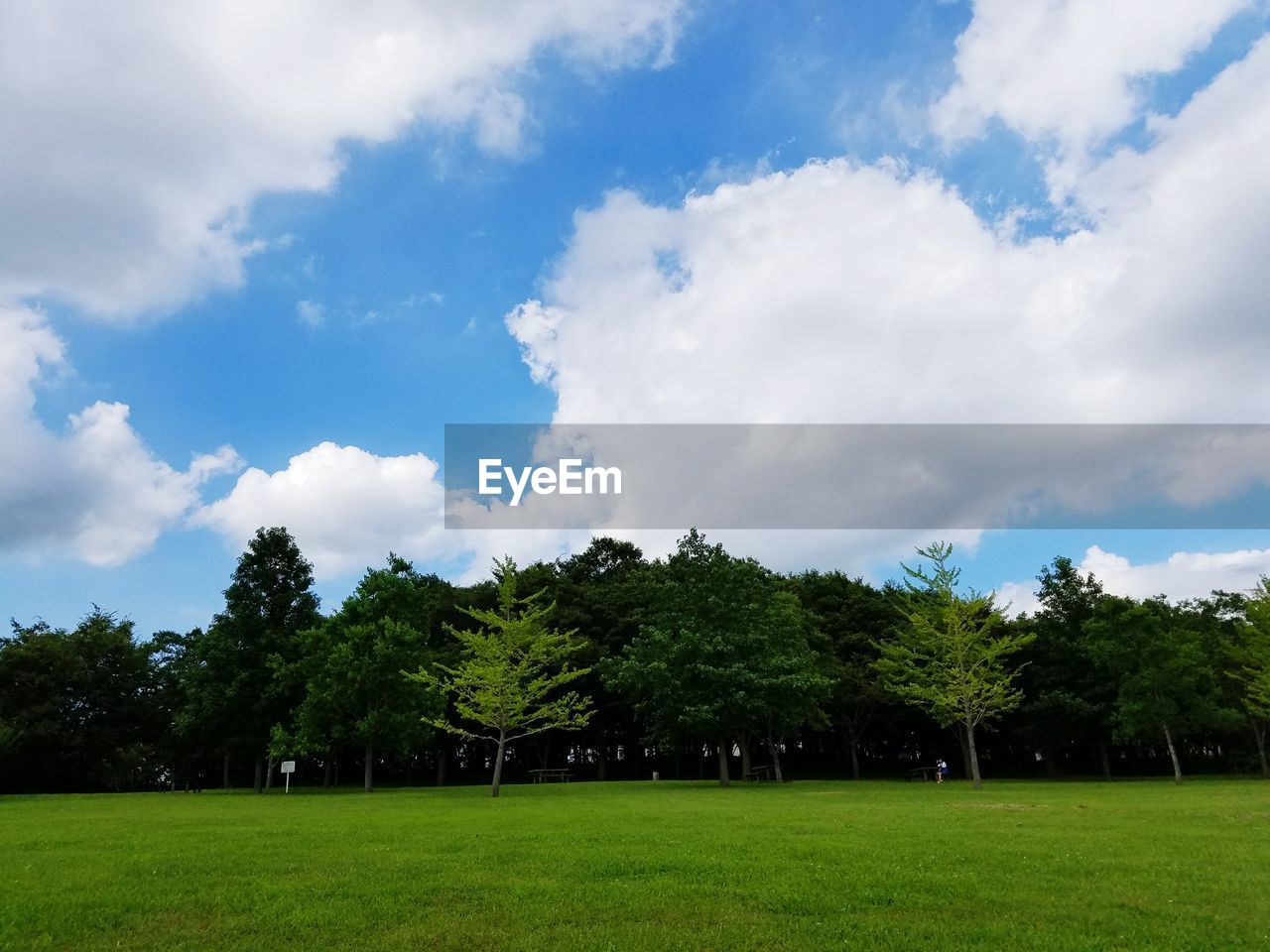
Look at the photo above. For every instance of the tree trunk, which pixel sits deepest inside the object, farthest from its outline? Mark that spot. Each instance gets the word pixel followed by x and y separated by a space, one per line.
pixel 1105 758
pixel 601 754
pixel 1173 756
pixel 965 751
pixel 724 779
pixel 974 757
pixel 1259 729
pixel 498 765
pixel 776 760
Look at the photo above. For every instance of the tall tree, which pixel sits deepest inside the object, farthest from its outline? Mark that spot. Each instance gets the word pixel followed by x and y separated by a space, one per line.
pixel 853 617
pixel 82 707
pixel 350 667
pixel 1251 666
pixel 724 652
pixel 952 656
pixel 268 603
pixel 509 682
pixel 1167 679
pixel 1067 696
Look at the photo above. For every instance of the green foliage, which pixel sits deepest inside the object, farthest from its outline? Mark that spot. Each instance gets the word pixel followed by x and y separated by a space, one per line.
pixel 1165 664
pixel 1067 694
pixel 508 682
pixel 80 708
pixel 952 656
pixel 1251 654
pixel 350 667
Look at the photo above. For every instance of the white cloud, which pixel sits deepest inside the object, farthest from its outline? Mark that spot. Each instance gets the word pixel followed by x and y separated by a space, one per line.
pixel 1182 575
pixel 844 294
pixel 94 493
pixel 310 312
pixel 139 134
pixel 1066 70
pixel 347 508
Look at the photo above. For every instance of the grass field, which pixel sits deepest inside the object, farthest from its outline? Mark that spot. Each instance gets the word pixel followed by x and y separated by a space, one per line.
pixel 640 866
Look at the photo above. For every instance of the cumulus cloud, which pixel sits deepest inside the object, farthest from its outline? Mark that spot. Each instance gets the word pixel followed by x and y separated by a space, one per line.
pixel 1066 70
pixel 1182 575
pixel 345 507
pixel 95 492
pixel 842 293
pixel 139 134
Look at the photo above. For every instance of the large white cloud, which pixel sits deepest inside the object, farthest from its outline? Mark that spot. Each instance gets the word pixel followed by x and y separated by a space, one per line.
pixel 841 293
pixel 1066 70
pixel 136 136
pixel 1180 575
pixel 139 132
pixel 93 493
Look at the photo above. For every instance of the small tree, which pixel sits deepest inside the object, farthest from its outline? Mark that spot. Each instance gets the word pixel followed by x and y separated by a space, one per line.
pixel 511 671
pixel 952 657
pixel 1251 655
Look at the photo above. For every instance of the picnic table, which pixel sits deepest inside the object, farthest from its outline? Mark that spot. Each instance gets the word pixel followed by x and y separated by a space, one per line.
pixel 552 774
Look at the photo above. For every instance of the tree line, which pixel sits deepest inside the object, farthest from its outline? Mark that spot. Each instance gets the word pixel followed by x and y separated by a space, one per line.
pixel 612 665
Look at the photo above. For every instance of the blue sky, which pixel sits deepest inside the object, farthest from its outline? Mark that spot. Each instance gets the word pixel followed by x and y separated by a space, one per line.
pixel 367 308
_ _ _
### EXERCISE DIRECTIONS
The answer should hold every line of the listing, copied exactly, with no pictures.

### TASK SOLUTION
Look at the photo above. For every instance of the tree trunk, which pixel sits deepest inside the object, farthest from its outline? Mark that spot. Each instance gets the word pixel followed by x and y separated by a space, one per line.
pixel 1105 758
pixel 601 754
pixel 1173 756
pixel 965 751
pixel 724 779
pixel 974 757
pixel 1259 729
pixel 498 765
pixel 776 760
Look at the photo above. For every instance of the tall tree, which pixel sits deepest inside the object, farthest from its outline? Mark that spot. Each instance gets the word pixel followed by x and y separated by a space, one per line.
pixel 853 617
pixel 82 707
pixel 350 667
pixel 1251 666
pixel 724 652
pixel 952 656
pixel 268 603
pixel 509 682
pixel 1167 679
pixel 1067 696
Look at the photo above. For every instance of the green foliage, which pixel sits deepest inside the object, farthest from its outline? Mark that spot. Each instance gets the word pixel followed by x and y separated by a space, one per line.
pixel 1165 664
pixel 1067 694
pixel 508 682
pixel 80 708
pixel 952 656
pixel 1251 654
pixel 350 667
Look at the photo above. For every instance of the white cloud, which pixel sits deepest inside the object, farthest from its outline? Mark that spot. Each instance gets the word pixel followed by x and y separated by a space, one per line.
pixel 1182 575
pixel 844 294
pixel 94 493
pixel 310 312
pixel 139 134
pixel 1066 70
pixel 347 508
Look at the photo above. For every instance of the grass field, which pixel sits deepest inside the object, farthest from its outline? Mark that spot. Each instance gets the word pixel followed by x and y separated by a space, one per line.
pixel 640 866
Look at the photo above. For every instance of the cumulus cloud, which pixel sits deepest inside the object, farthest from its outline? Mark that spot. Each instance gets the word pixel followed by x and y separated by a space, one per line.
pixel 1066 70
pixel 1182 575
pixel 345 507
pixel 95 492
pixel 842 293
pixel 139 134
Look at the photo above. For every instance of the large white cloud, which pixel sits deepest inside the object, farthest from its outline? Mark that spot. Each instance gets the word pixel followed by x and y separated by a space, one per line.
pixel 841 293
pixel 1066 70
pixel 136 136
pixel 1180 575
pixel 139 132
pixel 93 493
Look at the photo above. For every instance of the small tree, which pixel sits deepest inside the object, farthest from its outline? Mark that spot. Each instance gets the word pixel followed by x and y separated by a space, one per line.
pixel 511 671
pixel 952 657
pixel 1251 655
Look at the photo above. For every instance of the picnic table, which pixel sits deepest inside the object, farthest from its outline? Mark that spot. Each instance gets the word pixel followed by x and y separated by a space, one per line.
pixel 552 774
Look at the photo above. For every instance of the tree line, which pixel sits deepest inside the object, farthest from its outline? Mark that spot. Each instance gets the word pixel followed by x and y separated by a space, one per line.
pixel 612 665
Look at the photo above. For every instance of the blue sky, which pixel sits deepest inside the object, farthest from its outline? Mark that spot. Each instance gets the word pixel followed by x and y separated by a space, one per line.
pixel 367 308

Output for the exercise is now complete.